## begin THE RECORDS

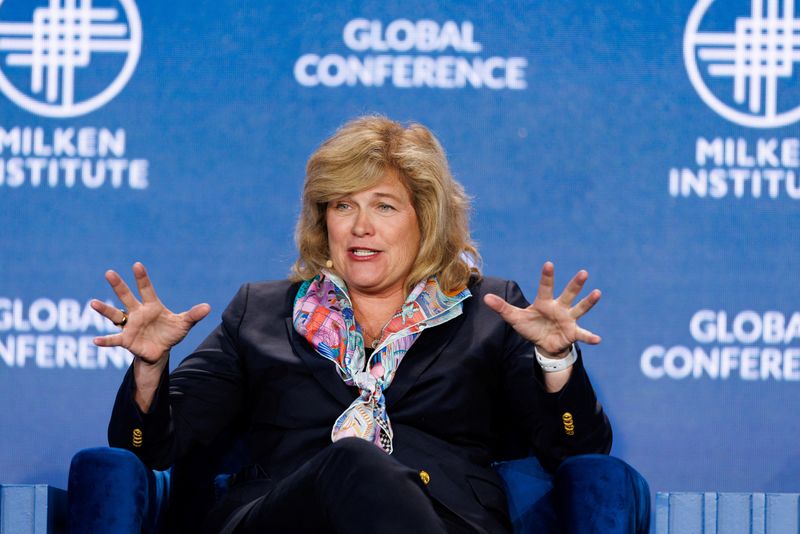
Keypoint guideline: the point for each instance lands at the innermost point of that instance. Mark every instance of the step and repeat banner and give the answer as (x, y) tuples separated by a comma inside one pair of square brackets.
[(657, 145)]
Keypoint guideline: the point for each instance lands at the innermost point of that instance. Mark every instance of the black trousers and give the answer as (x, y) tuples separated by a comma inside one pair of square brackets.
[(350, 486)]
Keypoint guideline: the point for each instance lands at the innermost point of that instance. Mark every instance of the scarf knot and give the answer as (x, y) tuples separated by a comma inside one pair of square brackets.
[(324, 316)]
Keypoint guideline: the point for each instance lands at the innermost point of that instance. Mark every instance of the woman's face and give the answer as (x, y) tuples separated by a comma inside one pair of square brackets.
[(374, 237)]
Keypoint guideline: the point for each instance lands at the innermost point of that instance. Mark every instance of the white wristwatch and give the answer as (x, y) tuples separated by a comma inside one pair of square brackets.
[(552, 365)]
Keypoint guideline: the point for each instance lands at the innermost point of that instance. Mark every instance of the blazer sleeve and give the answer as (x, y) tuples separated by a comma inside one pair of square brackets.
[(192, 405), (555, 425)]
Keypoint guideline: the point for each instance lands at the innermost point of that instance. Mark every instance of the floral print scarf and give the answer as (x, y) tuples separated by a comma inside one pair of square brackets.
[(323, 315)]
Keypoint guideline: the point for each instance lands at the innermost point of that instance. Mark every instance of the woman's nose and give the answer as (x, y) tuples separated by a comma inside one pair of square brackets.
[(362, 224)]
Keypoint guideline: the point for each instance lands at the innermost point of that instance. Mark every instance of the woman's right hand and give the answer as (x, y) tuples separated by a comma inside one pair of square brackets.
[(151, 329)]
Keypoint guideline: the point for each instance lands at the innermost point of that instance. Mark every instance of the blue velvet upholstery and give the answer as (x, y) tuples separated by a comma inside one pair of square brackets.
[(587, 494), (111, 491)]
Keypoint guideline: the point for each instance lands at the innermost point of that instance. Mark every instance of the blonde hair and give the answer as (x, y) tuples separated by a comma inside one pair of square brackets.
[(358, 156)]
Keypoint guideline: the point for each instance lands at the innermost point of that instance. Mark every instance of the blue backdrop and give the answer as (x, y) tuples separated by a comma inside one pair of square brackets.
[(654, 144)]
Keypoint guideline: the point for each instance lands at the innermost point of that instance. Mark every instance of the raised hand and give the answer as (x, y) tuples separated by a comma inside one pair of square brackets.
[(551, 323), (150, 330)]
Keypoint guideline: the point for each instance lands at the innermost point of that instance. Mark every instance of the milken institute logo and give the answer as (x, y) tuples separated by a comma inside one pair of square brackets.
[(57, 48), (757, 57)]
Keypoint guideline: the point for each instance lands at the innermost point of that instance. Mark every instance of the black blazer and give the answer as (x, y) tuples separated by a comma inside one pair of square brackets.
[(467, 394)]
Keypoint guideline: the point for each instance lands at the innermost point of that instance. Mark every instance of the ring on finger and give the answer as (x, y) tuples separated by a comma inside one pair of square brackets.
[(122, 322)]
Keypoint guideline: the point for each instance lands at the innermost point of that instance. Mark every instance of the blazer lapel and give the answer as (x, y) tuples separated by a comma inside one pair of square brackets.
[(422, 354), (323, 369)]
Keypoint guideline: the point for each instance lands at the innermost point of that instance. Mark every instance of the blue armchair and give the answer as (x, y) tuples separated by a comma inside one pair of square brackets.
[(111, 491)]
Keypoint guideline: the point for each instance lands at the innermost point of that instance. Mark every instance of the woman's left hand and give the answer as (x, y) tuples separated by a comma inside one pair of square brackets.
[(551, 323)]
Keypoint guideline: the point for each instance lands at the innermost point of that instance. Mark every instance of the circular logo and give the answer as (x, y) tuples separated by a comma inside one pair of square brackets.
[(740, 64), (48, 51)]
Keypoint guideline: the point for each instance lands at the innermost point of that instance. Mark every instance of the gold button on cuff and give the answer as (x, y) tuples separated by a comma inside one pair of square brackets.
[(569, 425), (424, 477), (137, 437)]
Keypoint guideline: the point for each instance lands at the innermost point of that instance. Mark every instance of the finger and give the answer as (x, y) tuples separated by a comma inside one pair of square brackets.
[(111, 313), (122, 290), (586, 336), (114, 340), (146, 289), (585, 304), (573, 288), (546, 282), (508, 312), (197, 313)]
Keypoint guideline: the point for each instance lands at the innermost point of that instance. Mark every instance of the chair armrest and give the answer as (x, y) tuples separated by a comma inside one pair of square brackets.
[(111, 490)]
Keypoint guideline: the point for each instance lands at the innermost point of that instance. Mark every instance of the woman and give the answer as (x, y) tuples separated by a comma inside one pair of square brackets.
[(336, 425)]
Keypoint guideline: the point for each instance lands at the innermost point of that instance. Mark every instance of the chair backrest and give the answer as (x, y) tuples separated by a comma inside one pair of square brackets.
[(194, 480)]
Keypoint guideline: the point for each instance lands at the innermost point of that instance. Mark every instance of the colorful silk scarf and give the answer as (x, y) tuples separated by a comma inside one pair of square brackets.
[(323, 314)]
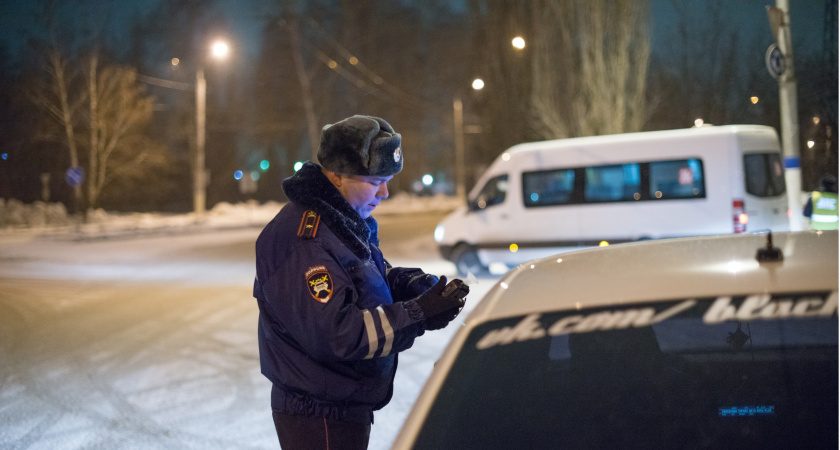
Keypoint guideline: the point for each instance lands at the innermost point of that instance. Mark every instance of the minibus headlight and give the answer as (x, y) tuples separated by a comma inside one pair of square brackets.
[(439, 231)]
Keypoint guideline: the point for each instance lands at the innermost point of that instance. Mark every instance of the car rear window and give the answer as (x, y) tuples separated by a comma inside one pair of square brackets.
[(728, 372), (764, 174)]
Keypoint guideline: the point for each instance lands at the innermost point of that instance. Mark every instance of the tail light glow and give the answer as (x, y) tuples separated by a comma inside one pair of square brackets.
[(739, 217)]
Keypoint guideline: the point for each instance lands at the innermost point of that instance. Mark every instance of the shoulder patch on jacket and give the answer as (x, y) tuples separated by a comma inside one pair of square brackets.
[(309, 225), (319, 283)]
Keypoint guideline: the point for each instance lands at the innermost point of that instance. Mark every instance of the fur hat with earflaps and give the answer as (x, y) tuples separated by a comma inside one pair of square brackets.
[(361, 145)]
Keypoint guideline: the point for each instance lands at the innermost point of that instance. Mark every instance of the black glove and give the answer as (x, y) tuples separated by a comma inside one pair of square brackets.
[(434, 302), (441, 320), (409, 283)]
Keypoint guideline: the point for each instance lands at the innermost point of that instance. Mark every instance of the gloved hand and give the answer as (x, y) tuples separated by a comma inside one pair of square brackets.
[(441, 320), (434, 302)]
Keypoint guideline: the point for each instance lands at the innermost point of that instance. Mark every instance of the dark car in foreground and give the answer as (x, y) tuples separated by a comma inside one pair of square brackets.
[(713, 342)]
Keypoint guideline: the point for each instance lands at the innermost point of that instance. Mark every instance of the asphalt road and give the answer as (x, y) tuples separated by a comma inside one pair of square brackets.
[(151, 342)]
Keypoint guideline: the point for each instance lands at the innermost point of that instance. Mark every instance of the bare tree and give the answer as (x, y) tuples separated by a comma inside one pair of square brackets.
[(107, 139), (119, 111), (590, 62)]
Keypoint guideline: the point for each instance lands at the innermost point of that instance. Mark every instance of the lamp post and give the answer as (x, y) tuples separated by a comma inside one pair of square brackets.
[(219, 50), (458, 121)]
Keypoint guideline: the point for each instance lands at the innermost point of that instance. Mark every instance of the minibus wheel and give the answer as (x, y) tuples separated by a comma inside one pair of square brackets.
[(466, 261)]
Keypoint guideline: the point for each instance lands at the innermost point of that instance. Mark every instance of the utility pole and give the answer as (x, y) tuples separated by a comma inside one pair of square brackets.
[(460, 173), (779, 17), (199, 175)]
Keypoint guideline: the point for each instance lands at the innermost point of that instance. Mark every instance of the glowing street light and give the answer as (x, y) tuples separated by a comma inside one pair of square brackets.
[(458, 118), (219, 50)]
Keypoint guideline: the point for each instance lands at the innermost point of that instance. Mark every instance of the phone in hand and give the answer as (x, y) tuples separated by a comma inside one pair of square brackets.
[(456, 287)]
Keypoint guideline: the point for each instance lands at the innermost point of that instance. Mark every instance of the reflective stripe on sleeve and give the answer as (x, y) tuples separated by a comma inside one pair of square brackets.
[(823, 218), (370, 327), (389, 331)]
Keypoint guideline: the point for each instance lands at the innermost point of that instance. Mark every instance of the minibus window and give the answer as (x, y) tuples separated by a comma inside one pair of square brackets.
[(612, 183), (677, 179), (764, 175), (546, 188), (493, 193)]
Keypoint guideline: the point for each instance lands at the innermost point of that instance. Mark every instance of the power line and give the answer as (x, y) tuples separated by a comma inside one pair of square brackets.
[(376, 82)]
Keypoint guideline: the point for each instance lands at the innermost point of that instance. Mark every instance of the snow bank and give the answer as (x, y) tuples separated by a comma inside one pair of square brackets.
[(52, 218)]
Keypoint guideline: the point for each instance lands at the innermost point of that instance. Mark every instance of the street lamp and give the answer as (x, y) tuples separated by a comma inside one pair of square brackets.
[(458, 116), (219, 50)]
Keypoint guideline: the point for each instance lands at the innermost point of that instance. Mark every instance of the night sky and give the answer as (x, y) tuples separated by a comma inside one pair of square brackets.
[(18, 21)]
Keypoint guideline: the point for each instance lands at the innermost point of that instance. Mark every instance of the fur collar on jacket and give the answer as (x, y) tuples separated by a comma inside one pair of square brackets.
[(310, 188)]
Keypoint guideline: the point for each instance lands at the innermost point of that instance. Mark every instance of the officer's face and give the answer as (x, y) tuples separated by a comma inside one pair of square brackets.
[(364, 193)]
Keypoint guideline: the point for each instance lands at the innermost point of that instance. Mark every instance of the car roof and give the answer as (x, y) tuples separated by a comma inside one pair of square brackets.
[(644, 136), (667, 269)]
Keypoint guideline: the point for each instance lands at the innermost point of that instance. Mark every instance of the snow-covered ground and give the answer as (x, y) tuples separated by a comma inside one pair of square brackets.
[(96, 251), (39, 217)]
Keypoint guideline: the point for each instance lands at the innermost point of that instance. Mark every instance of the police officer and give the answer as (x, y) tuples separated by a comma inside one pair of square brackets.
[(334, 314), (821, 207)]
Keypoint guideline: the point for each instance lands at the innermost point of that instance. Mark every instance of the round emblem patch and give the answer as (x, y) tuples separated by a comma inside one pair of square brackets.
[(319, 283)]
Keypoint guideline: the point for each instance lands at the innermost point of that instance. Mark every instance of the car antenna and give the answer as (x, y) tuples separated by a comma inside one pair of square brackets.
[(769, 253)]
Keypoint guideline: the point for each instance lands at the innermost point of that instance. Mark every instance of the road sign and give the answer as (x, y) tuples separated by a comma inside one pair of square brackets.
[(775, 61), (75, 176)]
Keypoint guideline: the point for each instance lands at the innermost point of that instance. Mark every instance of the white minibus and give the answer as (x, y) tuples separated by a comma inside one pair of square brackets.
[(541, 198)]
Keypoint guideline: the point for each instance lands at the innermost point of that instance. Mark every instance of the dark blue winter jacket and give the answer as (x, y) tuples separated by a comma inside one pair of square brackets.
[(333, 313)]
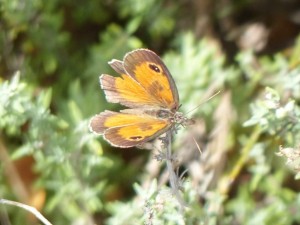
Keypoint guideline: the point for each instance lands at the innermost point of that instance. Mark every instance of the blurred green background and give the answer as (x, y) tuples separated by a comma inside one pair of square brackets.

## end THE RECORDS

### DO THIS
Return, word for word, the lines above running from the one containing "the fur collar" through the one containing "[(364, 193)]", both end lines included.

### WRITTEN SOLUTION
Keypoint guideline: the point for each instance lands at the innermost point of that instance. Mark every instance of the fur collar on jacket and give the answer as (x, y) tuples separated by a comma inside one pair of square brackets.
[(310, 188)]
Keypoint guideline: the point for each instance lands at the innermost point of that instance. Mark every instance of the officer's face and give the answer as (x, y) tuples separated by a comma inside one pair of square brackets.
[(364, 193)]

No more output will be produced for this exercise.